● Série d'exercices
- 1) Dans le texte sur les grands ensembles, pourquoi le poème « Le Dormeur de Beauval » porte-t-il ce titre ? Répondez en une ou deux phrases.
- 2) Poursuivez le poème cité dans le texte sur les grands ensembles à partir de son dernier vers.

● Bloc de texte
----------

A l’heure où tombent une à une les barres et les tours, que des quartiers entiers sont redessinés, où les Zone ne sont plus à Urbaniser en Priorité, mais à éradiquer, les souvenirs se réapproprient le béton. Quant politiques et urbanistes, sociologues et archi­tectes s’interrogent, cherchent qui a failli, quoi et quand, qu’ils se renvoient la balle, la vie continue sur le bitume qui se délabre. Une vie faite d’histoires, drôles quelques fois, pathétiques ou dramatiques, de ces petites histoires qui font la vie des grands ensembles.

Parmi toutes ces histoires que j'ai dévorées en en rien de temps, un pastiche du Dormeur du val de Rimbaud

Le Dormeur de Beauval

Ville atone, Cité aux noms de morts illustres.
Insignifiance urbaine, effroi d'architecture.
Réverbères ployés : succédanés de lustres.

----------

● Entrées fournies

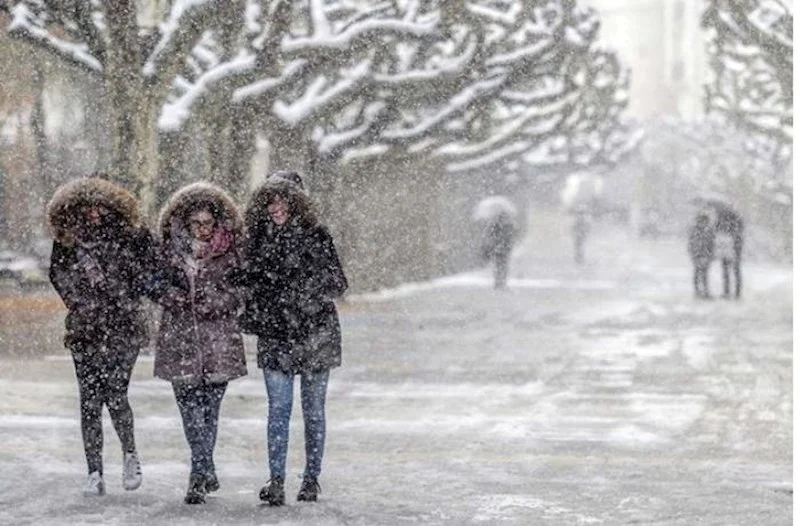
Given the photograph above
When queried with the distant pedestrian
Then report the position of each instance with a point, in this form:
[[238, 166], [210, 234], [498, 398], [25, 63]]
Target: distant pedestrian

----------

● Corrigé
- 1) Le texte présente ce poème comme un pastiche du « Dormeur du val » de Rimbaud. Son titre fait donc écho à celui du poème imité.

- 2)
Graffitis, injures ou mots d'amour : peintures.

Caves : sous-sols où l'on imite De Quincey,
Antres où l'amour est donné, parfois violé.
Pénombres fétides aux relents opiacés.
Un corps, raide et froid, gisait inarticulé

Parmi les détritus et les flaques d'urine.
Un gosse, jean délavé, baskets délacées,
Belle face livide, yeux cerclés, révulsés,

Joues bleues perlées de sang coulant de sa narine,
Les bras maigres, osseux et pleins de petits trous.
Le long de son corps : une seringue à deux sous.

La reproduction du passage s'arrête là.